* **EXERCISE BRIEF**: Pull out the entries word for word, from their very beginning up to and including the line that contains "Provide the mask of every instance of the v-neck". Leave the pictures out.

▶

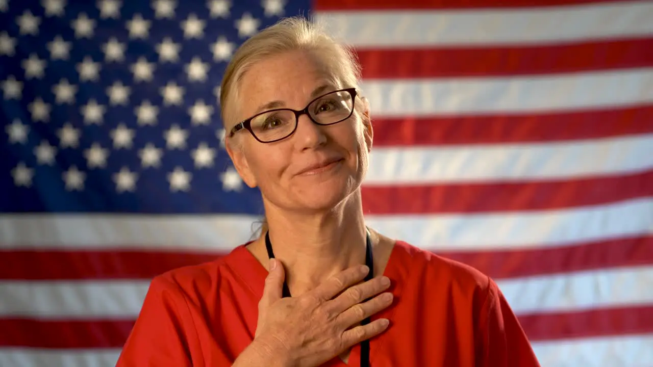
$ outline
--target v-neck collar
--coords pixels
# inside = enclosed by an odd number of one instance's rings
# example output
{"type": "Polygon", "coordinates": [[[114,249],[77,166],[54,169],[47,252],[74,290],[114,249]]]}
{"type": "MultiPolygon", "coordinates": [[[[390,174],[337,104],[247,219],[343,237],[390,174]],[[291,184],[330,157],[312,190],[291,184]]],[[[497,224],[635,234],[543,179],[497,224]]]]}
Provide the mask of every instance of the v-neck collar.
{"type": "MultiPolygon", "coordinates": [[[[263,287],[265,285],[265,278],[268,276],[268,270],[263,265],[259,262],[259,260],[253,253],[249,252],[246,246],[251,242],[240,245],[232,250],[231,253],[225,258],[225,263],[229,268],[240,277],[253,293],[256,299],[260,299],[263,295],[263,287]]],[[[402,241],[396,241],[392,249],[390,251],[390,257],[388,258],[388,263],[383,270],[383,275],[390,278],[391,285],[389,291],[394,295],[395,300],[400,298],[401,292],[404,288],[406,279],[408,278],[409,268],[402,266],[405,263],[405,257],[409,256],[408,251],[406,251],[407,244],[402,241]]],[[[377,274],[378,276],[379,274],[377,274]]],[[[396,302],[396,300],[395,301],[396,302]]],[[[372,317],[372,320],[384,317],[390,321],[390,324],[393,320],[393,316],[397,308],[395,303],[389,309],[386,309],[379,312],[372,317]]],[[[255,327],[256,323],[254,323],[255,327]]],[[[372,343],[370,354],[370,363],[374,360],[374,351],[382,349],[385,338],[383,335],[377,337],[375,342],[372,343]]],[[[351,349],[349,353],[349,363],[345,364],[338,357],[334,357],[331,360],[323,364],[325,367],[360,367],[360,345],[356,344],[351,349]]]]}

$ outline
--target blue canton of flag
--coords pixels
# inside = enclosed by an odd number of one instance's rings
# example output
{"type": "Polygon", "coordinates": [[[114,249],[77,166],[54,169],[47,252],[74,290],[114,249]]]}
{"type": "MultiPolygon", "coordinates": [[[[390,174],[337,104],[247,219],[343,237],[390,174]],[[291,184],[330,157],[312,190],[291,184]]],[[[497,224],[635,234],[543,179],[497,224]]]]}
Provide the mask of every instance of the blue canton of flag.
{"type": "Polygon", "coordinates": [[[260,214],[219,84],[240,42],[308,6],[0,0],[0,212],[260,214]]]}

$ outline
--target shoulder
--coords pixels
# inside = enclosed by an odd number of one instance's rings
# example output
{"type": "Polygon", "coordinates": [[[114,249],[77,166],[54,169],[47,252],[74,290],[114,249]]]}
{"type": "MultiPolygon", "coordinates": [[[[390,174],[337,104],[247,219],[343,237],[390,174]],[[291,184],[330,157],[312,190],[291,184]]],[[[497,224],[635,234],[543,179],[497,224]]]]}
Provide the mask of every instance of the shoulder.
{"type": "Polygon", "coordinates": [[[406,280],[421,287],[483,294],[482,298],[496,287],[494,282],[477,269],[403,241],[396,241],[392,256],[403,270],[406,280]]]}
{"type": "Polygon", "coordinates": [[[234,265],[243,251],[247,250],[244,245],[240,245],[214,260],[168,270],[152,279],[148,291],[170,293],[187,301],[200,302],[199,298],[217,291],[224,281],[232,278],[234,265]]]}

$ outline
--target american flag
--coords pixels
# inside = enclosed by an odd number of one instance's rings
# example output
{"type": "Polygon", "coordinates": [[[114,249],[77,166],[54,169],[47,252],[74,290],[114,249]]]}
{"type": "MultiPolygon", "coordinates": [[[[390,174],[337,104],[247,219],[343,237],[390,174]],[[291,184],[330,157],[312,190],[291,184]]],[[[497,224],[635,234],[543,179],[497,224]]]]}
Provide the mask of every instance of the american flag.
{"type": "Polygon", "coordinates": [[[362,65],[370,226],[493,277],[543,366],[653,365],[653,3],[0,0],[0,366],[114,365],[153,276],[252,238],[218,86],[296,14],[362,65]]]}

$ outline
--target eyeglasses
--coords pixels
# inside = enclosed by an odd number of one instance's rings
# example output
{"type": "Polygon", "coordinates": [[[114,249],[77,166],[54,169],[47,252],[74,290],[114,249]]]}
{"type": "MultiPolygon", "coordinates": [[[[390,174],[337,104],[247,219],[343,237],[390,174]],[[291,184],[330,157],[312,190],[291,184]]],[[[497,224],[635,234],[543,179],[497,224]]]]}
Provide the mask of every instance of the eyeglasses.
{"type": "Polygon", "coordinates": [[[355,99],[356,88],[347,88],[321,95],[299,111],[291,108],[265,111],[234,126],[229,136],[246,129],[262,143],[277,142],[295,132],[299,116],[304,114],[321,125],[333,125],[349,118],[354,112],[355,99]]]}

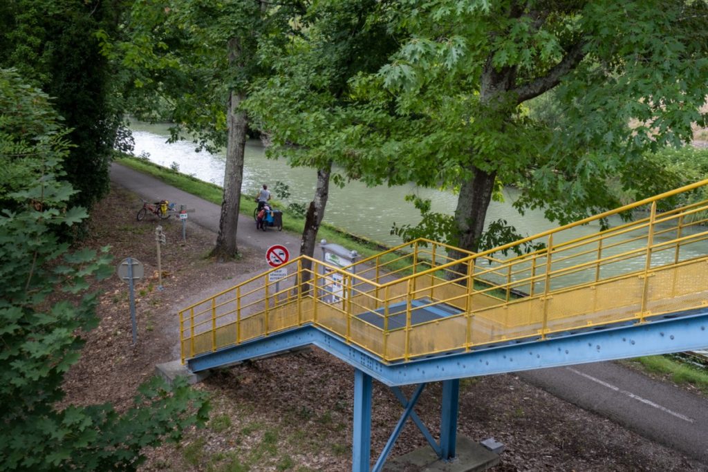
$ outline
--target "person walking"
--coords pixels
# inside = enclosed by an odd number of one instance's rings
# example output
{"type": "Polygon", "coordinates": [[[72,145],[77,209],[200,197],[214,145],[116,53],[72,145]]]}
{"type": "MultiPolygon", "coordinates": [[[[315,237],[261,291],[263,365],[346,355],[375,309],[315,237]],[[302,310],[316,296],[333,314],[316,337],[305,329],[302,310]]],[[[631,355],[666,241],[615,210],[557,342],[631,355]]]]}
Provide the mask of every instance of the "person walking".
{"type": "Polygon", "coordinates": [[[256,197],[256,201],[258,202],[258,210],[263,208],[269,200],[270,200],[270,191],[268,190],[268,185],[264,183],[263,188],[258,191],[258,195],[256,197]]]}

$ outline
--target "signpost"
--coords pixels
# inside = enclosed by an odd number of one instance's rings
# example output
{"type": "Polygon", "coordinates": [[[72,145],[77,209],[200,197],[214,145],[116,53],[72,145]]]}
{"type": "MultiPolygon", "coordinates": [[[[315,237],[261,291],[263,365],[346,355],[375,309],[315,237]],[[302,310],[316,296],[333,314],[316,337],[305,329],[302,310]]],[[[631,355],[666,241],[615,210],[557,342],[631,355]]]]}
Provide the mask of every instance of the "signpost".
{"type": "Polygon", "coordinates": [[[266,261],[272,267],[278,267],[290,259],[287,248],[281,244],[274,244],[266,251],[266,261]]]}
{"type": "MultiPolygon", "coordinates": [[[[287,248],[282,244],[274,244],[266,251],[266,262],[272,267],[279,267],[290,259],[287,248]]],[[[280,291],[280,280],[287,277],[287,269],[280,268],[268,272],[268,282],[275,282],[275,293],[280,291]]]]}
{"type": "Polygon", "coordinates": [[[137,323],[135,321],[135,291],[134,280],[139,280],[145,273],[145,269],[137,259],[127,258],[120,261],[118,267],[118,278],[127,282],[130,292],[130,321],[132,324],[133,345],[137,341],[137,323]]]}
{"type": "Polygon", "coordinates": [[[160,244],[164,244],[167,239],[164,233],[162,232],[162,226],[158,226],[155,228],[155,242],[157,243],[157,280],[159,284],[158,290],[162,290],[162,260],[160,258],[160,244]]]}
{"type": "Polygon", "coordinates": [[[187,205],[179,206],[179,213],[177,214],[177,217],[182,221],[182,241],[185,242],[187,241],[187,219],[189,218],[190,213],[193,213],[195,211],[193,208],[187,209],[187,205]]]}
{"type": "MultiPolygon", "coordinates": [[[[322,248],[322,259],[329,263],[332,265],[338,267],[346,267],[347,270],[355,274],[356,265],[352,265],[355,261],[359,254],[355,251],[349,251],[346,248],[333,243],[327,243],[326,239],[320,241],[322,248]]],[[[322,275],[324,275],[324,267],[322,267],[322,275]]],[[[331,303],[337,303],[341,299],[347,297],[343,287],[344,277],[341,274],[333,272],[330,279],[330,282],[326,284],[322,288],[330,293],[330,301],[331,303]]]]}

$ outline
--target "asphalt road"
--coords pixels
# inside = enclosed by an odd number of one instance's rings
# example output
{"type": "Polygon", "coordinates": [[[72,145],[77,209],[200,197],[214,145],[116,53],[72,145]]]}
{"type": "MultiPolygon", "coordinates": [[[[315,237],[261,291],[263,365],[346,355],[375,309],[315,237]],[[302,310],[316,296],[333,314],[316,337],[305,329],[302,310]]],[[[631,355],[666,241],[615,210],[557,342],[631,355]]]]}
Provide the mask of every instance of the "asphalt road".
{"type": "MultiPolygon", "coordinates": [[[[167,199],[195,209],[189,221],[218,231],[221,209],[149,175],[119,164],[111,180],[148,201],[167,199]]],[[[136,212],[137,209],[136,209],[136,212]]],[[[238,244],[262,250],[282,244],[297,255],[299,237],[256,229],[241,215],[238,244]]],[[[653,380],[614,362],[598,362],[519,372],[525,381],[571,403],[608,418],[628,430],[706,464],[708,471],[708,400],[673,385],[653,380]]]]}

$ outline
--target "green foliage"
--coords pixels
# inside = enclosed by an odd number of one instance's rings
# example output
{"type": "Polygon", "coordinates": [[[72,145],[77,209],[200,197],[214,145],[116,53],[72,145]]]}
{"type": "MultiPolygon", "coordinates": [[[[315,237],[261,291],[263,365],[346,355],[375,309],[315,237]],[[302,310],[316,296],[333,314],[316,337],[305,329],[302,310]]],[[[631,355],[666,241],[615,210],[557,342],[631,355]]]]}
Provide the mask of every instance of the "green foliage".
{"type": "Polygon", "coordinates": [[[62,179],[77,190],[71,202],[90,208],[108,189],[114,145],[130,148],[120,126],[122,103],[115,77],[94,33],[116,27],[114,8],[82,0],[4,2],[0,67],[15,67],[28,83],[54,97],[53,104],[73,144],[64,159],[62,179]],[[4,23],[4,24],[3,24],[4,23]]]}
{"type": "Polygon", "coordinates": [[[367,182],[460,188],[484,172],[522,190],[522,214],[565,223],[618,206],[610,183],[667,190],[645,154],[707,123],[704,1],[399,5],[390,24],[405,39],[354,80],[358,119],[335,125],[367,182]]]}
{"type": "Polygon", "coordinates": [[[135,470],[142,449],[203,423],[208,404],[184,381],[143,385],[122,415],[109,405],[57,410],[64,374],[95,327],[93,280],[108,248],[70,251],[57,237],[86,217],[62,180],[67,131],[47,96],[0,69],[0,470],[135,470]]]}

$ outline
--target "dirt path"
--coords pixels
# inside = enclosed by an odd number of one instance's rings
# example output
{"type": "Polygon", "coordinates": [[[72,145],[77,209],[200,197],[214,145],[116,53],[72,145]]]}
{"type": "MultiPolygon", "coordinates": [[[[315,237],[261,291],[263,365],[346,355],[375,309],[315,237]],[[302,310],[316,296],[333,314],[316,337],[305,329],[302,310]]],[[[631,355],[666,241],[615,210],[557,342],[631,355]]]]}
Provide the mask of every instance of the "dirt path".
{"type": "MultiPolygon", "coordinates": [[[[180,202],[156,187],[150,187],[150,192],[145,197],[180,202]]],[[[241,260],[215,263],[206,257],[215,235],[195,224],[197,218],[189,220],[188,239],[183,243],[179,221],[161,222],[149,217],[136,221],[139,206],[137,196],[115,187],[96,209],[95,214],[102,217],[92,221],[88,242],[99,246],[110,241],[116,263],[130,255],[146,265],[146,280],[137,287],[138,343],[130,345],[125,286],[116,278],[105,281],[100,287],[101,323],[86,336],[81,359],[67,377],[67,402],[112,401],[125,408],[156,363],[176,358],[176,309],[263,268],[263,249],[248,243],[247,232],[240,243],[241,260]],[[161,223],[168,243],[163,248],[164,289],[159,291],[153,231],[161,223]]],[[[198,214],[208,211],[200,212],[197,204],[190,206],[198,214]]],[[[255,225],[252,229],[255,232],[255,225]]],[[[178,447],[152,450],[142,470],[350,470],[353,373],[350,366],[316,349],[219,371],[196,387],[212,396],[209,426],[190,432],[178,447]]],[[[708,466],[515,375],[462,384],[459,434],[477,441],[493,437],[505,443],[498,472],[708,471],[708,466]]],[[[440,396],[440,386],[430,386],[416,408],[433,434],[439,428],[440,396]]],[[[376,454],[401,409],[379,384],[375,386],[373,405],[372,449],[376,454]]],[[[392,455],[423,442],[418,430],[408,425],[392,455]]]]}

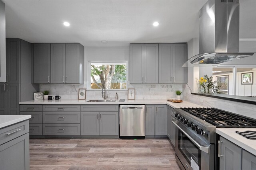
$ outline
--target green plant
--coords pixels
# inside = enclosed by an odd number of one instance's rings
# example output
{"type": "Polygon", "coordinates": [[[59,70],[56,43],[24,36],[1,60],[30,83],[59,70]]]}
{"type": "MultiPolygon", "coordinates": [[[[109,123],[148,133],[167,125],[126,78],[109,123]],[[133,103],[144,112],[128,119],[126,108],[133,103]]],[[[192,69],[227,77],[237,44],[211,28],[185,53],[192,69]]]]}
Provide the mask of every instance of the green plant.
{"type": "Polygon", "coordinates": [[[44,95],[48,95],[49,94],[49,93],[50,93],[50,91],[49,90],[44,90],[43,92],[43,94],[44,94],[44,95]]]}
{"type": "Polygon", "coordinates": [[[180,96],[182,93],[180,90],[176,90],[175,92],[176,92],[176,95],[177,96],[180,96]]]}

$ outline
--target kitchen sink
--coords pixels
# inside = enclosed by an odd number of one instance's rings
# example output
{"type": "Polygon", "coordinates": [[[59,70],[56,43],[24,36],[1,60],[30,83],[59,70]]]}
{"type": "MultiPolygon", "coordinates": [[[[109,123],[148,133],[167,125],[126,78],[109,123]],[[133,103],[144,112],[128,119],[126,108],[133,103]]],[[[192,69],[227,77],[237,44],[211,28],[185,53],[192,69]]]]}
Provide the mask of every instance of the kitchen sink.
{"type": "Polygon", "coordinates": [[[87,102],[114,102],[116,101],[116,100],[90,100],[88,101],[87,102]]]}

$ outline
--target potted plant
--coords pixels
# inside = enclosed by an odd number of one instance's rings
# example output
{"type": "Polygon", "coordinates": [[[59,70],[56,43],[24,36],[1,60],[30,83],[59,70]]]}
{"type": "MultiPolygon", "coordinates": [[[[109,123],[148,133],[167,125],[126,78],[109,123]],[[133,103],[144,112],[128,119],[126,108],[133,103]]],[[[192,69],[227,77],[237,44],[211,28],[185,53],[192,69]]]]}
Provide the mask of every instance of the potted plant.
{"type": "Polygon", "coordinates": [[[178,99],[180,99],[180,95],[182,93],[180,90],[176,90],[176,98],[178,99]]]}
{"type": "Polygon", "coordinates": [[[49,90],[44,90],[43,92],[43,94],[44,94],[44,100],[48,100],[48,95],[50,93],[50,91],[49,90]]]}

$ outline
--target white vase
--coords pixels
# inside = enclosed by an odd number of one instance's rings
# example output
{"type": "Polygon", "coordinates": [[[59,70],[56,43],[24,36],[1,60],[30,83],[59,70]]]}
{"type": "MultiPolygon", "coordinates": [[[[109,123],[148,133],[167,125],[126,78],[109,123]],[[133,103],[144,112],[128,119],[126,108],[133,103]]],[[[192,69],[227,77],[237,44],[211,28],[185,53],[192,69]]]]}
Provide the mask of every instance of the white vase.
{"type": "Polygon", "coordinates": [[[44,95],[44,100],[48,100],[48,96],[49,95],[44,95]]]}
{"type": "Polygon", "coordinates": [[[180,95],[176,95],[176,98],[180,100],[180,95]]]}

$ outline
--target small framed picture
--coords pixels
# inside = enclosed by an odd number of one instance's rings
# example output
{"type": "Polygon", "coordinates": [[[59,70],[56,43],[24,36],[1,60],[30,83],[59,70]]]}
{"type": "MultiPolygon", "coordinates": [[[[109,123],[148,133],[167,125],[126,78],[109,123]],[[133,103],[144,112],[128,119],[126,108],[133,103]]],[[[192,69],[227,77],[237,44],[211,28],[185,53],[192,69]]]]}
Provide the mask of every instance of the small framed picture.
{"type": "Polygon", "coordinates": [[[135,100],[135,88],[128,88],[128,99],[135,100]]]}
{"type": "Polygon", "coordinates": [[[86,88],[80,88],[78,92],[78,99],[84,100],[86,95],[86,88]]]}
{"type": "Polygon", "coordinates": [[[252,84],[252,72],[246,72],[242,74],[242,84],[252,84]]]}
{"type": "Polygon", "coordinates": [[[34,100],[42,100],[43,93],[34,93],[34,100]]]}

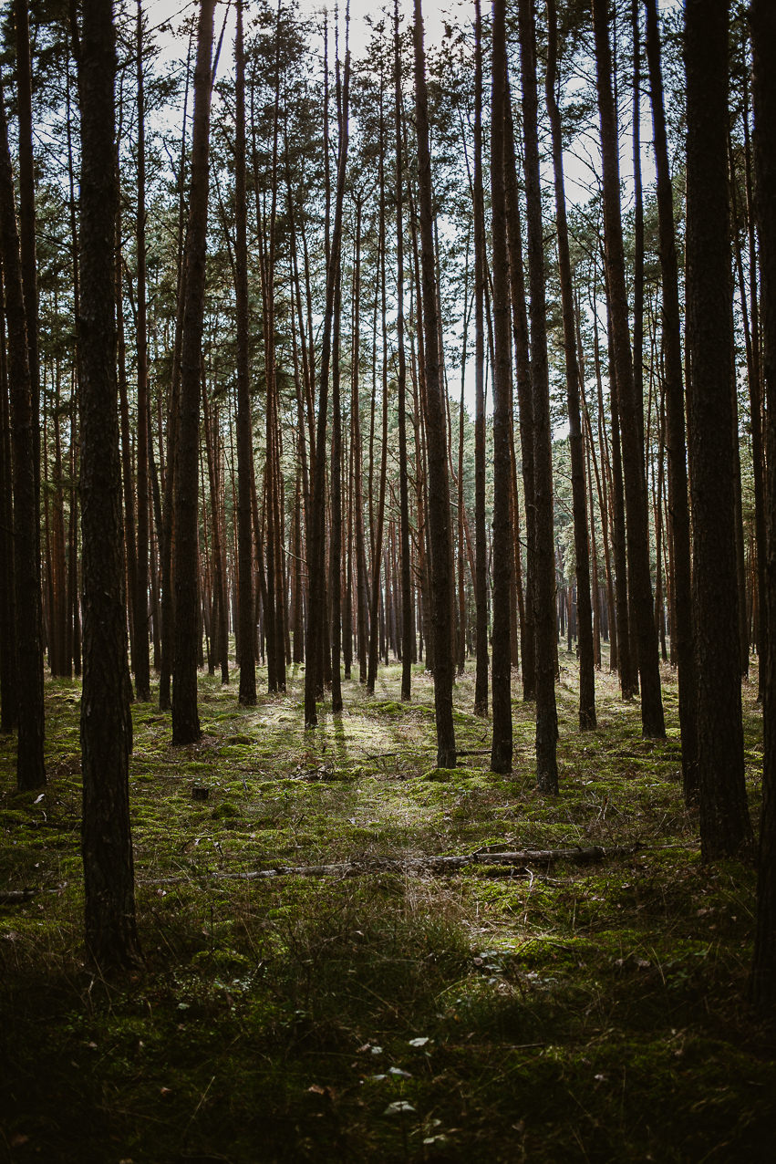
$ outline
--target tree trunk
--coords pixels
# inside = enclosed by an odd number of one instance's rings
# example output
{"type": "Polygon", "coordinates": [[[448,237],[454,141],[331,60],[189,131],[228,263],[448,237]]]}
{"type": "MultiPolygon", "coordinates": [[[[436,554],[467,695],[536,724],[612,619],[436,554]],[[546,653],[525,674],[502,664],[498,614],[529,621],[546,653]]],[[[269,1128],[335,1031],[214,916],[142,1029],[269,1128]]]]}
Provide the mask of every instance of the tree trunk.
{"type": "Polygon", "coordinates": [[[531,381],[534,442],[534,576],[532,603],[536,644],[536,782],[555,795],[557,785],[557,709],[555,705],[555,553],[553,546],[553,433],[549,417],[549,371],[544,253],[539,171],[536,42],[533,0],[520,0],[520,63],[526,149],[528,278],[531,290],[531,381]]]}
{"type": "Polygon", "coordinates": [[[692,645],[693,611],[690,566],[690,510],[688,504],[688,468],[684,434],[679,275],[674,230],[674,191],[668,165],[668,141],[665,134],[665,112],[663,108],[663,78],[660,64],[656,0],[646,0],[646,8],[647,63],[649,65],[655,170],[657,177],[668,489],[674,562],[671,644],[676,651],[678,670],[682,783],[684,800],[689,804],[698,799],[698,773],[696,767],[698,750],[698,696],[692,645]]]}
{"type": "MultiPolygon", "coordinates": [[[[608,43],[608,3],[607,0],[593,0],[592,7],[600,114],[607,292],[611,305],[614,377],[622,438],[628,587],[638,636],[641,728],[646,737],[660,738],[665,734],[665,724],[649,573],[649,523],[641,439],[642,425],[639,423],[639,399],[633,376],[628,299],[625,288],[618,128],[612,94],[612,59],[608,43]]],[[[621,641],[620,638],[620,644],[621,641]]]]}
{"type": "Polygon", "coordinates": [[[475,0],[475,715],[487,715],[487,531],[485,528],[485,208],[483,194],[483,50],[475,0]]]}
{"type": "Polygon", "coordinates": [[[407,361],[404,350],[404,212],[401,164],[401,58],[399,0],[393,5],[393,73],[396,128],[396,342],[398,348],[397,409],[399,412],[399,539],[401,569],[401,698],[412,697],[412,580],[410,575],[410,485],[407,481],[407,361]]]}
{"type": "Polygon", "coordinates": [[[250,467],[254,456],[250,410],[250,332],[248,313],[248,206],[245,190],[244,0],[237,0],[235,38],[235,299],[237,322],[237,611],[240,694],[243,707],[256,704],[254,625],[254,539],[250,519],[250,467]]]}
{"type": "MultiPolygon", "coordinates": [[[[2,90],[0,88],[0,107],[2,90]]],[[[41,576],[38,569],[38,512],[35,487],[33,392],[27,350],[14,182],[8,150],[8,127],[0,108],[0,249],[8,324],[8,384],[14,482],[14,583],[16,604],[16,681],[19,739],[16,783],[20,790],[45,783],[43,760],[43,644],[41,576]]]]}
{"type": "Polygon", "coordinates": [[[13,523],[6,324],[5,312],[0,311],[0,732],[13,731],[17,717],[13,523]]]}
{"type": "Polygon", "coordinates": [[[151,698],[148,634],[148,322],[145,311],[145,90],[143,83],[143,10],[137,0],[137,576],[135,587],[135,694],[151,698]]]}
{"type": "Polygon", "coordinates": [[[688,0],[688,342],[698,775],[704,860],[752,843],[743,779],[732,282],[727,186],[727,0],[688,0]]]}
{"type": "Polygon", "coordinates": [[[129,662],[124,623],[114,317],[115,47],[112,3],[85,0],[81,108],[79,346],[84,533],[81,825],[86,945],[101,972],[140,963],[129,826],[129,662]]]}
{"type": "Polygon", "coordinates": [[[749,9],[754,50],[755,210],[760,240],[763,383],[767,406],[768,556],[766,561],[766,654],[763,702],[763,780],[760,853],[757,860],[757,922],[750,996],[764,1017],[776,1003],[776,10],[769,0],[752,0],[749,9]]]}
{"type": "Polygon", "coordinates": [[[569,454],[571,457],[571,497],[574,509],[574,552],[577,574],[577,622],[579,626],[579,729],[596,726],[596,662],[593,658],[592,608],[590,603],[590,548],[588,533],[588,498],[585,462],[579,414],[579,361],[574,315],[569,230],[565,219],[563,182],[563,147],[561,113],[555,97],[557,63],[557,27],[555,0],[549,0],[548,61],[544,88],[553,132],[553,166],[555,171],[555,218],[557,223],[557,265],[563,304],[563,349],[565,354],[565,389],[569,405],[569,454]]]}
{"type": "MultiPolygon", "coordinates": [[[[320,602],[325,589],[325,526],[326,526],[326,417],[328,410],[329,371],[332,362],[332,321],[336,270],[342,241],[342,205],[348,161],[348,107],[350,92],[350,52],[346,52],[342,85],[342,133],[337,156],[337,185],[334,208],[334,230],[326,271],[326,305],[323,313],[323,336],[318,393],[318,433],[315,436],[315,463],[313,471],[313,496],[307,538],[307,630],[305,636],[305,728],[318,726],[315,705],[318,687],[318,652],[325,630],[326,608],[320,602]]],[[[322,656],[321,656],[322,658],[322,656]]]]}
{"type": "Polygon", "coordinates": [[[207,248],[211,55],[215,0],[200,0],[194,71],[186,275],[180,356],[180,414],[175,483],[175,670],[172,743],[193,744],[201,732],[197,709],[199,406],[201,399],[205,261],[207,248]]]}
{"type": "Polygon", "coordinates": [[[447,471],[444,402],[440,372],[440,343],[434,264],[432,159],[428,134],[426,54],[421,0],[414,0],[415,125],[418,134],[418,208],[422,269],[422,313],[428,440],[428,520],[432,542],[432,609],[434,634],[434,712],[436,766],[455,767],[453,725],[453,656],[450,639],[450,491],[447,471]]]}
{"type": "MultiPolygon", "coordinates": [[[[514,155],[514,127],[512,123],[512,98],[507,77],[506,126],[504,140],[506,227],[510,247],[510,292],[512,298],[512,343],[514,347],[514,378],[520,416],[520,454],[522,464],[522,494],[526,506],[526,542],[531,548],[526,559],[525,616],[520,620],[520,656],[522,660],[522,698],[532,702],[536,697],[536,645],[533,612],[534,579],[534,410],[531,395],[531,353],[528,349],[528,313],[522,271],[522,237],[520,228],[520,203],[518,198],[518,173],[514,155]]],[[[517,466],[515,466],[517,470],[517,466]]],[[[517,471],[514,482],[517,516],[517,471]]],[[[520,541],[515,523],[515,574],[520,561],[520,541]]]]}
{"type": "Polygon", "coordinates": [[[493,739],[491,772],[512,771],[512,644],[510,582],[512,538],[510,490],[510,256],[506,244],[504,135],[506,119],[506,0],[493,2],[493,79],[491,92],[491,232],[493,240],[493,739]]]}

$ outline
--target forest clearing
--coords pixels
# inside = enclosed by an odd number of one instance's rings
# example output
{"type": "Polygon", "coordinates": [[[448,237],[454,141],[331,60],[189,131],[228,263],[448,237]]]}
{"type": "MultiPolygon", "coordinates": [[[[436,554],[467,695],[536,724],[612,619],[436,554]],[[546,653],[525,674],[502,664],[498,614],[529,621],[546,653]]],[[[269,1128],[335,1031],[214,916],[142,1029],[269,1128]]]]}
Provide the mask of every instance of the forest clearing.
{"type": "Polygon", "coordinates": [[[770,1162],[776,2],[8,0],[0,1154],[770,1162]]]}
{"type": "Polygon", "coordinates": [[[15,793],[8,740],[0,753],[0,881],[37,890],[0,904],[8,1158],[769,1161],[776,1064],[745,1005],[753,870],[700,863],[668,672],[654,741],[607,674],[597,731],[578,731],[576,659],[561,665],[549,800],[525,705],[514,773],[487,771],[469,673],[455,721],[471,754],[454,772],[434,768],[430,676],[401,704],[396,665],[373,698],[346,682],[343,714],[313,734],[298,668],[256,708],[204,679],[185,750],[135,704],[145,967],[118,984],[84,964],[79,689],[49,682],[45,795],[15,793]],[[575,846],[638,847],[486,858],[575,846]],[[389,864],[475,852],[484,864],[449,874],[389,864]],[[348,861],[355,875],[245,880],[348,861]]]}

◀

* **SOLUTION FOR THIS EXERCISE**:
$ outline
--target v-neck collar
--coords pixels
# inside = enclosed by an odd number of one instance's rings
# example output
{"type": "Polygon", "coordinates": [[[114,249],[77,166],[54,169],[47,252],[74,290],[114,249]]]}
{"type": "MultiPolygon", "coordinates": [[[[390,174],[337,104],[247,219],[343,237],[390,174]],[[291,184],[330,157],[312,190],[291,184]]],[[[497,224],[635,234],[543,179],[497,224]]]]}
Provide the mask of every instance of the v-neck collar.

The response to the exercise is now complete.